TASK PROMPT:
Transcribe the records below. Leave every word as it is.

[Saved entries]
- - -

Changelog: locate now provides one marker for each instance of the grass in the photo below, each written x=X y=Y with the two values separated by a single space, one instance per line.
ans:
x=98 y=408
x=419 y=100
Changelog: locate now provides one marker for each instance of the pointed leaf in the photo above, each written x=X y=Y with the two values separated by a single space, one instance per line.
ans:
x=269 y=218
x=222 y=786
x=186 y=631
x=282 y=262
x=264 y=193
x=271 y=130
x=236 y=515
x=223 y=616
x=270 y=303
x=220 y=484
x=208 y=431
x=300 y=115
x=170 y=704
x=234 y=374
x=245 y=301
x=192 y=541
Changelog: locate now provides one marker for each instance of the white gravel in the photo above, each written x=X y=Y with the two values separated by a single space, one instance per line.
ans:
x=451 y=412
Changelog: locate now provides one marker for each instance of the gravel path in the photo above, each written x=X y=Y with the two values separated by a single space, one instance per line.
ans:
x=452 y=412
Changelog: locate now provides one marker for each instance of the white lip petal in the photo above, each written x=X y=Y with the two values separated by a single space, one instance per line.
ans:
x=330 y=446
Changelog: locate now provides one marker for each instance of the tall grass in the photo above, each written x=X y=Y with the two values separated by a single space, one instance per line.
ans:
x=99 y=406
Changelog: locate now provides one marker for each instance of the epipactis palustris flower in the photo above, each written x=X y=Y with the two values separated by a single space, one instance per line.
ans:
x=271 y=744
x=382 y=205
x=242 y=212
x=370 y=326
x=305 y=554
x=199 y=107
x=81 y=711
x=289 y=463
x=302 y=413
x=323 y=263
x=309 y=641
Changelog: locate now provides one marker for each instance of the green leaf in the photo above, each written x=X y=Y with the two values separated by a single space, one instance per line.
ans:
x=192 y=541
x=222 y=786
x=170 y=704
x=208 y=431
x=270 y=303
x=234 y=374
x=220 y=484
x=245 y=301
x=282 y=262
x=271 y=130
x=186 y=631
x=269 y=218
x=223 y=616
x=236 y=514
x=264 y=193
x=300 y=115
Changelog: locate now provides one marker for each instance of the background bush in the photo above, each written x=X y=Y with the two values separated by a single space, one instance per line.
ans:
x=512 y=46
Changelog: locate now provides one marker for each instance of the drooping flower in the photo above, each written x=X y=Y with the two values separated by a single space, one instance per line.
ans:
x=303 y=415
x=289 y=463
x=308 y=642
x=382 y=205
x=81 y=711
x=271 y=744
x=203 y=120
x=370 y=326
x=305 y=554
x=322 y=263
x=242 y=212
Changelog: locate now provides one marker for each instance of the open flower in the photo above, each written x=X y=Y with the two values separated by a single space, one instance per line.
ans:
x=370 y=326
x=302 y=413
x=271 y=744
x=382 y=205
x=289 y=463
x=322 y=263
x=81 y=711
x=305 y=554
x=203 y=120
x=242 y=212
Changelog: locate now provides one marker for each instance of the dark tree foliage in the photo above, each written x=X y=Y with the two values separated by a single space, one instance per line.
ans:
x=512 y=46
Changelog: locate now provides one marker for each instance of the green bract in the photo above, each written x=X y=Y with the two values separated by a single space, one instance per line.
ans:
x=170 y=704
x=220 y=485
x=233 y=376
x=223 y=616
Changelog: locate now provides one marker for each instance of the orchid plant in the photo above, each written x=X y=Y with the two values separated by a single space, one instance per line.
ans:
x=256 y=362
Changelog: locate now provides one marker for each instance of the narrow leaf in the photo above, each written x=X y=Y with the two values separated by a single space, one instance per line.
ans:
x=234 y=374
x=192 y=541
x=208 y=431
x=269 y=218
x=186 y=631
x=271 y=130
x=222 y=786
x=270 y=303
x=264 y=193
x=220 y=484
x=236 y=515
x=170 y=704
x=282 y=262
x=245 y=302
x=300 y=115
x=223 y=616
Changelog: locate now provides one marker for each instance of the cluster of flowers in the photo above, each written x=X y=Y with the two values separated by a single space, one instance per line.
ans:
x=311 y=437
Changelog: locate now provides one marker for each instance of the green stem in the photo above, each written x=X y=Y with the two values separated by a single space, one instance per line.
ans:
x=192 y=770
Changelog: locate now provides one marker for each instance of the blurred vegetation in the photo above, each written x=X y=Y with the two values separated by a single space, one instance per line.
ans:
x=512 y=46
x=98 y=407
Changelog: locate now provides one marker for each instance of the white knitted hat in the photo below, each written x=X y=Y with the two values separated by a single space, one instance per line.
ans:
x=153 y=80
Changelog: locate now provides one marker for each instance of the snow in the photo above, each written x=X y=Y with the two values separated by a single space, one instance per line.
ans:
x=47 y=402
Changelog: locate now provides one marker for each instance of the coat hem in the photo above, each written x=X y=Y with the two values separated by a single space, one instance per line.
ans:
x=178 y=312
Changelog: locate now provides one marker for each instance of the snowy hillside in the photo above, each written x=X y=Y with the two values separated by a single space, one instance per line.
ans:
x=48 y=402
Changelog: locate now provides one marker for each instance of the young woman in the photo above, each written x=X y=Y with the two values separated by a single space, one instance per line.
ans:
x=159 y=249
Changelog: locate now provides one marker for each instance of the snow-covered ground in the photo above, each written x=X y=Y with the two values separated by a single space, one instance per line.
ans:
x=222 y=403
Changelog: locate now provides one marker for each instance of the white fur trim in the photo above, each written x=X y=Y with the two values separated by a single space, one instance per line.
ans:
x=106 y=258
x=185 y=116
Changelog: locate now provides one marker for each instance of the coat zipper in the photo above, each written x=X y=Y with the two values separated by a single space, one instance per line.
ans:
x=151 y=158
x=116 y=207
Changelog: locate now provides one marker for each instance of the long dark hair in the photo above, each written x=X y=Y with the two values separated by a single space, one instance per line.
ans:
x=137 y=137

- - -

WRITTEN SOLUTION:
Changelog: locate now provides one marker for each instance of the grass in the photo below, each written x=X y=Y with the two values separated by a single space, one instance per line.
ans:
x=98 y=408
x=419 y=100
Changelog: locate now provides one marker for each instance of the pointed leaf in the photo above, each written x=X y=Y with the two values separated by a single space, one instance per line.
ans:
x=269 y=218
x=222 y=786
x=186 y=631
x=282 y=262
x=264 y=193
x=271 y=130
x=236 y=515
x=223 y=616
x=270 y=303
x=220 y=484
x=208 y=431
x=300 y=115
x=170 y=704
x=234 y=374
x=245 y=301
x=192 y=541
Changelog: locate now provides one marker for each instance of the white gravel in the photo above, each written x=X y=Y with the two values separated by a single space, one instance per line.
ans:
x=451 y=412
Changelog: locate now provides one marker for each instance of the gravel path in the photo above, each written x=X y=Y with the two values separated by a single space, one instance per line.
ans:
x=452 y=412
Changelog: locate now provides one marker for each instance of the white lip petal in the photo above, each written x=X y=Y with the two values separated by a single space, one instance per line.
ans:
x=330 y=446
Changelog: locate now provides one marker for each instance of the tall grass in the photo above, each written x=X y=Y with the two values separated by a single space, one instance per line.
ans:
x=99 y=406
Changelog: locate now provides one marker for each instance of the epipactis palustris flower in the photo above, each written x=X y=Y with the two values separated by a single space, one instance per line.
ans:
x=271 y=744
x=382 y=205
x=242 y=212
x=370 y=326
x=305 y=554
x=199 y=107
x=81 y=711
x=289 y=463
x=302 y=413
x=323 y=263
x=309 y=641
Changelog: locate now provides one marker for each instance of the green leaf in the photo above, each written x=X y=Y with the two values separated by a single space, one instance per line.
ans:
x=192 y=541
x=222 y=786
x=170 y=704
x=208 y=431
x=270 y=303
x=234 y=374
x=220 y=484
x=245 y=301
x=282 y=262
x=271 y=130
x=186 y=631
x=269 y=218
x=223 y=616
x=236 y=514
x=264 y=193
x=300 y=115
Changelog: locate now provides one marker for each instance of the background bush in the photo above, each written x=X y=Y with the two values separated by a single space, one instance per line.
ans:
x=512 y=46
Changelog: locate now provides one marker for each instance of the drooping flower in the photo above, each written x=X y=Y with the two values separated by a single space, one instance per line.
ans:
x=303 y=415
x=289 y=463
x=308 y=642
x=382 y=205
x=81 y=711
x=271 y=744
x=203 y=120
x=370 y=326
x=305 y=554
x=322 y=263
x=242 y=212
Changelog: locate now provides one marker for each instance of the open flower in the photo above, each written x=X y=Y with the two values separated by a single space, one instance per line.
ans:
x=370 y=326
x=302 y=413
x=271 y=744
x=382 y=205
x=289 y=463
x=322 y=263
x=81 y=711
x=305 y=554
x=203 y=120
x=242 y=212
Changelog: locate now provides one marker for each instance of the dark tree foliage in the photo above, each written x=X y=Y with the two values separated by a single space, one instance per line.
ans:
x=512 y=46
Changelog: locate now provides one marker for each instance of the green bract in the photo above, each written x=X y=Y with the two values separated by a single space, one instance per line.
ans:
x=170 y=704
x=220 y=485
x=233 y=376
x=223 y=616
Changelog: locate now provides one marker for each instance of the orchid plant in the photo above, each written x=X y=Y with the two values separated by a single space, one instance per line.
ans:
x=256 y=362
Changelog: locate now provides one marker for each instance of the narrow leaf in the photo above, each written x=X y=Y with the two values separated by a single space, one instance per line.
ans:
x=234 y=374
x=192 y=541
x=208 y=431
x=269 y=218
x=186 y=631
x=271 y=130
x=222 y=786
x=270 y=303
x=264 y=193
x=220 y=484
x=236 y=515
x=170 y=704
x=282 y=262
x=245 y=302
x=300 y=115
x=223 y=616
Changelog: locate now provides one marker for each instance of the cluster of flowers in the photo above, each written x=X y=Y with the two values separated by a single space, one instance per line.
ans:
x=311 y=437
Changelog: locate now provides one marker for each instance of the green stem in the photo above, each written x=X y=Y with the two values separated by a single space, one instance per line.
ans:
x=192 y=770
Changelog: locate now provides one marker for each instance of the blurred vegetation in the photo above, each written x=X y=Y with the two values separated by a single space, one instance per line.
ans:
x=512 y=46
x=98 y=407
Changelog: locate now provides one marker for each instance of the white knitted hat in the photo below, each written x=X y=Y with the two values separated by a single space, one instance per line.
ans:
x=153 y=80
Changelog: locate now provides one marker for each instance of the snow in the photo above, each written x=X y=Y with the two values separated by a single space, one instance per line.
ans:
x=47 y=402
Changelog: locate now provides one marker for each instance of the coat hem in the photo above, each written x=X y=Y with the two values separated by a single space, one instance per line.
ans:
x=178 y=312
Changelog: locate now provides one marker for each instance of the snowy hillside in the photo above, each written x=X y=Y with the two values separated by a single space, one instance per line.
ans:
x=48 y=402
Changelog: locate now provides one marker for each instance of the young woman in the photo above, each written x=X y=Y with the two values separated by a single space, one instance per line.
ans:
x=159 y=249
Changelog: locate now provides one marker for each instance of the snow-covered ground in the photo above, each written x=X y=Y with the two values separated by a single space, one instance per line.
ans:
x=222 y=403
Changelog: locate now provides one marker for each instance of the white fur trim in the photo above, each written x=X y=Y with the two values separated by a single space, one instance per line.
ans:
x=106 y=258
x=185 y=116
Changelog: locate now provides one marker for each instance of the coat zipper in the photo above, each written x=X y=Y with the two values separated by a single space, one instance per line.
ans:
x=151 y=158
x=116 y=207
Changelog: locate now provides one marker for each instance of the long dark hair in the photo above, each written x=X y=Y with the two values separated by a single space, one instance per line.
ans:
x=137 y=137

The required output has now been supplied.